Saved data entries:
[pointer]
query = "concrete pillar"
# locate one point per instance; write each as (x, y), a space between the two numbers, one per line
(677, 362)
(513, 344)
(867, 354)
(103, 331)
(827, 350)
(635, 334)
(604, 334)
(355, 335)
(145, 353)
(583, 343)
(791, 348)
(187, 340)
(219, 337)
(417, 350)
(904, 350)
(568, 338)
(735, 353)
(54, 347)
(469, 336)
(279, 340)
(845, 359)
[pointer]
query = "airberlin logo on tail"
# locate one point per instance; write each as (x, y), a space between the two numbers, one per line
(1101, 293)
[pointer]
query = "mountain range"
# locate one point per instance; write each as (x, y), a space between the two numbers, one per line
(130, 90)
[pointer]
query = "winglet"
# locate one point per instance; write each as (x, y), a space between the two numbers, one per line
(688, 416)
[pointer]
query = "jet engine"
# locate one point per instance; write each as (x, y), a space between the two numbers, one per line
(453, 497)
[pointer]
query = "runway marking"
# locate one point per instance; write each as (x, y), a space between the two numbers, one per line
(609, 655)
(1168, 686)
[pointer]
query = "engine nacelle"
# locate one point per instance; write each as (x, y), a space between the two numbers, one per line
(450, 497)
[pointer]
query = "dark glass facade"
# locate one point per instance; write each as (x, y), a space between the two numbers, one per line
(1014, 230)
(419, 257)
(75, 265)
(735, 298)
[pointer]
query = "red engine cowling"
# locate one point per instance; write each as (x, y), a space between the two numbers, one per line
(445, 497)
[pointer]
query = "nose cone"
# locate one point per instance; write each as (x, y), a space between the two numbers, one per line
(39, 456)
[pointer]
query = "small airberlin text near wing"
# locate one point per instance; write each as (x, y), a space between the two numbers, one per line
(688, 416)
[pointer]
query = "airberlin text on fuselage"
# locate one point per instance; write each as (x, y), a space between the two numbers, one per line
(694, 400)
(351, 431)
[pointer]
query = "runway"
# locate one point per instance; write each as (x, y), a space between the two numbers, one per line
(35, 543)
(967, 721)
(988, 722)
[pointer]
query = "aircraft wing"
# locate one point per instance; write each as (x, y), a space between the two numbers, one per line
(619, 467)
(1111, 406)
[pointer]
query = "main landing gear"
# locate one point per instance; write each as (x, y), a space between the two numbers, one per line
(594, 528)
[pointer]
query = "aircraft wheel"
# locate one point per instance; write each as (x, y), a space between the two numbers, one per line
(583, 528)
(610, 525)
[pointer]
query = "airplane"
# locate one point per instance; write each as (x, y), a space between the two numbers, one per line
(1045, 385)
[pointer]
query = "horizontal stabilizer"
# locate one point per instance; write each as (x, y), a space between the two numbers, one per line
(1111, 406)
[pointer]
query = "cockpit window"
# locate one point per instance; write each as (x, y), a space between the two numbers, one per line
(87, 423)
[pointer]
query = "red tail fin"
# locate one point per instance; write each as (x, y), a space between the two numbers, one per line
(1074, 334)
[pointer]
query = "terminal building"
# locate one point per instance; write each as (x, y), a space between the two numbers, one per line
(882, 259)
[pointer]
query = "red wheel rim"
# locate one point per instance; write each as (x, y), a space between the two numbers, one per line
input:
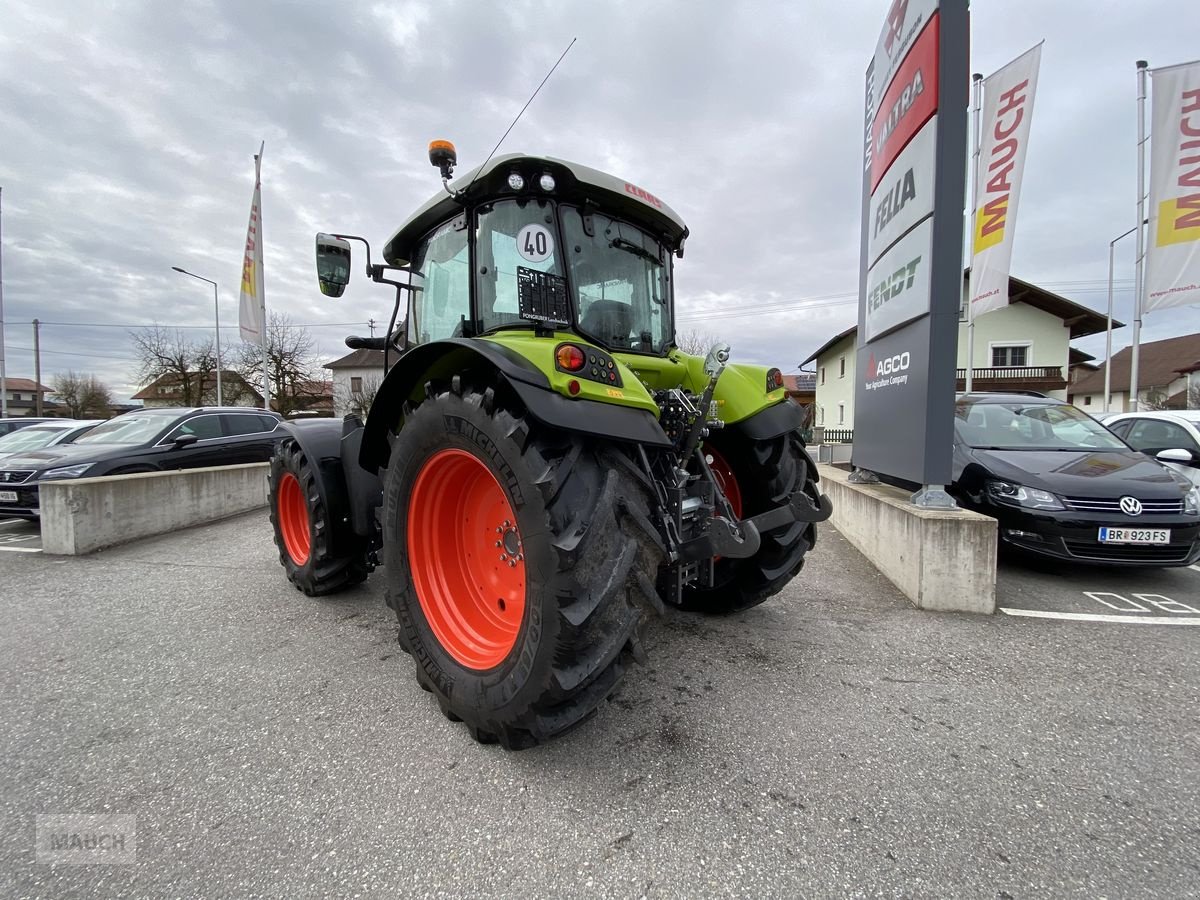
---
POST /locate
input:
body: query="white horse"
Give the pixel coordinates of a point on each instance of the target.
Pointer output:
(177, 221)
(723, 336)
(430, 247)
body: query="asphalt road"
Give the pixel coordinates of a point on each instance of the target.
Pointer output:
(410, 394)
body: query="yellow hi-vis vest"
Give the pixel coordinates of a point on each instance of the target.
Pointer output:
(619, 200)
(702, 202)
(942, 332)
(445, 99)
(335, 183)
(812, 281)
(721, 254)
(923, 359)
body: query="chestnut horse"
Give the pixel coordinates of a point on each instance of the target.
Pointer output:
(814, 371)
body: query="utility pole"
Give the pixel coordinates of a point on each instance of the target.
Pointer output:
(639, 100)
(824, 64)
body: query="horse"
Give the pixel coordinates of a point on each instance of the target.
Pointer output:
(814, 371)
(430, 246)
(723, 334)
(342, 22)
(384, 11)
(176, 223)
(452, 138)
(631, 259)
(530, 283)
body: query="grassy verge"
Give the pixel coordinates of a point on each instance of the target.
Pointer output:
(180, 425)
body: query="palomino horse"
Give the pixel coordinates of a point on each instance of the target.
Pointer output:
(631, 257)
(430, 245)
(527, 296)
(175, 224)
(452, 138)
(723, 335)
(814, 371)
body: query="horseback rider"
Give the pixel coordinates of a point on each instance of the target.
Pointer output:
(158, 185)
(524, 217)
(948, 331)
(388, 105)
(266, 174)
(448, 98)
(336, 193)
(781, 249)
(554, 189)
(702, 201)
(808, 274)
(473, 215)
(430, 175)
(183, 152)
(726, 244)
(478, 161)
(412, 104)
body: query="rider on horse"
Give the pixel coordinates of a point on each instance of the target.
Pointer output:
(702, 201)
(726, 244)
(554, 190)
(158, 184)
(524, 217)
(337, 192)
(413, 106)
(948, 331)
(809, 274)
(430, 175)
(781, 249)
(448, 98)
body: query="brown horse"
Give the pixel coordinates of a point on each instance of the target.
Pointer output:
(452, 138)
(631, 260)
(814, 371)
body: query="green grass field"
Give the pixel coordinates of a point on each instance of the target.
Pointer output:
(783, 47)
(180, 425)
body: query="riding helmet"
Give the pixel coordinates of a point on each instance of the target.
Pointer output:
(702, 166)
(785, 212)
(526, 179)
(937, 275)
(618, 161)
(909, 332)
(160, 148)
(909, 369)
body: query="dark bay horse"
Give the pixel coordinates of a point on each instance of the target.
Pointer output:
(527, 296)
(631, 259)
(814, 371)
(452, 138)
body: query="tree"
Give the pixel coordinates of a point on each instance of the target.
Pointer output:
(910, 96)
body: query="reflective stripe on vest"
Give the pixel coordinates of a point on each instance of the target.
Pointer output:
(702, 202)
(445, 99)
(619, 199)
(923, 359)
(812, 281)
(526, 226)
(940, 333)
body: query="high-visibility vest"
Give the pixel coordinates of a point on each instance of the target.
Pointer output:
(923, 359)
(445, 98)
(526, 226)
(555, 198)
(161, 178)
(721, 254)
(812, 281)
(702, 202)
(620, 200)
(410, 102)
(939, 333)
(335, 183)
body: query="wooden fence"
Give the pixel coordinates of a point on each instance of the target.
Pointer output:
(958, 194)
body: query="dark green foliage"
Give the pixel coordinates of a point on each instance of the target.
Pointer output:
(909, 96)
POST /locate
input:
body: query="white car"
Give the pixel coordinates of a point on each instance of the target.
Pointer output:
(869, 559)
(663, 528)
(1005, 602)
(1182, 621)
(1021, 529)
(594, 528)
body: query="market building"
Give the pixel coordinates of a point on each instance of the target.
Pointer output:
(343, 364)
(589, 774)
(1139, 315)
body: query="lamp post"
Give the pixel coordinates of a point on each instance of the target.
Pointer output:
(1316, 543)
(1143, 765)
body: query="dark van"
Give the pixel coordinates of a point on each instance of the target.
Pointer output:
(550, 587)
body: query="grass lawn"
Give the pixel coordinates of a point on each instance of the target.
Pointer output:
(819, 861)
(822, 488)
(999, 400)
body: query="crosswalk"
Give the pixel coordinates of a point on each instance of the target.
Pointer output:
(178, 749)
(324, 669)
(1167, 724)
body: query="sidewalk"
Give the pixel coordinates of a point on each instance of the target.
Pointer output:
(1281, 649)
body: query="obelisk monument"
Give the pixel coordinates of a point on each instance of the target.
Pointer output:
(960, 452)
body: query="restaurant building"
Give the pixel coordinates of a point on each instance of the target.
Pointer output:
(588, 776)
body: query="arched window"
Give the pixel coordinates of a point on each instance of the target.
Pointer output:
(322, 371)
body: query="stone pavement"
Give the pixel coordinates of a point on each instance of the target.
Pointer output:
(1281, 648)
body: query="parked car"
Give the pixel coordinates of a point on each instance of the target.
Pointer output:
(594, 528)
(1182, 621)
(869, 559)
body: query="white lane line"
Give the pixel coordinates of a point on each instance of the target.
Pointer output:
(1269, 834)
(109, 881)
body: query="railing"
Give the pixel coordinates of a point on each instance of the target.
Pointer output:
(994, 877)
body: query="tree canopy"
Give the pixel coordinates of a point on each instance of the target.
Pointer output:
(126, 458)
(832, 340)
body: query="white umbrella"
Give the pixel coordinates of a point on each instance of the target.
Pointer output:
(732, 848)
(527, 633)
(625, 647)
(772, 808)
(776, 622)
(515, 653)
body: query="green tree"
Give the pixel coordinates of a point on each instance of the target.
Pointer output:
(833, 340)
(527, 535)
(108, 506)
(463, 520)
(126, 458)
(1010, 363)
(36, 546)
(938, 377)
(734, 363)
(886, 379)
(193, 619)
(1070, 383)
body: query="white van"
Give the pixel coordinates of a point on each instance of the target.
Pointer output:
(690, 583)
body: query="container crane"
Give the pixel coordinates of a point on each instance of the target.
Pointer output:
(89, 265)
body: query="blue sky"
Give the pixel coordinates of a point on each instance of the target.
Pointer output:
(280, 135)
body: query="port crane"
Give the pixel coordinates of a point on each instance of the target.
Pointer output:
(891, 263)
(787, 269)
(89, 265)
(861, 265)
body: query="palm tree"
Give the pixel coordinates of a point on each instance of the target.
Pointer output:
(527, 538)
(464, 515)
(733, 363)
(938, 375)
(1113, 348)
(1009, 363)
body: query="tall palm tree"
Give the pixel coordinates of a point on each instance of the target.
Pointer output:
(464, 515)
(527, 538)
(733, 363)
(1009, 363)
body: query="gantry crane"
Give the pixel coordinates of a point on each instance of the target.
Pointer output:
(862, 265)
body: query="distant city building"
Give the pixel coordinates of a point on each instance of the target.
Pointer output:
--
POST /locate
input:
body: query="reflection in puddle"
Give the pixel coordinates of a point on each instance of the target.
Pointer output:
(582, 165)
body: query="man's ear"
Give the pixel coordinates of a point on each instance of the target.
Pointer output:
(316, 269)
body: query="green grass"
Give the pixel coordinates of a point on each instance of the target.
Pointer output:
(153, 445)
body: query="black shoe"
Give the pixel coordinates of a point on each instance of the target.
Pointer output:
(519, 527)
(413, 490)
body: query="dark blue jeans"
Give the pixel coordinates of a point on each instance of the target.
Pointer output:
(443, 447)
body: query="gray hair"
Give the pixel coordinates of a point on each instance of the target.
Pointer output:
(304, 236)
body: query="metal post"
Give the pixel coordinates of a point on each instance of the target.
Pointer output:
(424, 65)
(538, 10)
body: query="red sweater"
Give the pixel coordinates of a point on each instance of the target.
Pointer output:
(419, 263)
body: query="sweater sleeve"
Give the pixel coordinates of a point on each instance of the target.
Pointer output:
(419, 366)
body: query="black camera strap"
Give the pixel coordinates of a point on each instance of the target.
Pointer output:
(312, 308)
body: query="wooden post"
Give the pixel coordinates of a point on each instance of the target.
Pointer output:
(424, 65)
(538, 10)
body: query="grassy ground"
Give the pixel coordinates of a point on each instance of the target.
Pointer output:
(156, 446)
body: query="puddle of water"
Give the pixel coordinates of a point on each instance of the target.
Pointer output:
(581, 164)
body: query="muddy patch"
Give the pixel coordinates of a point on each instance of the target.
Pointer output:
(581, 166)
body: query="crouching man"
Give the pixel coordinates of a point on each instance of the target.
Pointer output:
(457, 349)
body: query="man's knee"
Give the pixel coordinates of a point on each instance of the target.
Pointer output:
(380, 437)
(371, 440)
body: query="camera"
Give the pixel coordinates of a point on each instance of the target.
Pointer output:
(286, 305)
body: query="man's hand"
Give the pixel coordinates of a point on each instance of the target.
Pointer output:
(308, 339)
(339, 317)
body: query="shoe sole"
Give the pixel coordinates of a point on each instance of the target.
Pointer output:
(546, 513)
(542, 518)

EXERCISE: Which lines of the items contain the string "sweater"? Pick out each one, treating uppercase and lowercase as different.

FINISHED EXERCISE:
body: query="red sweater"
body: query="sweater sleeve"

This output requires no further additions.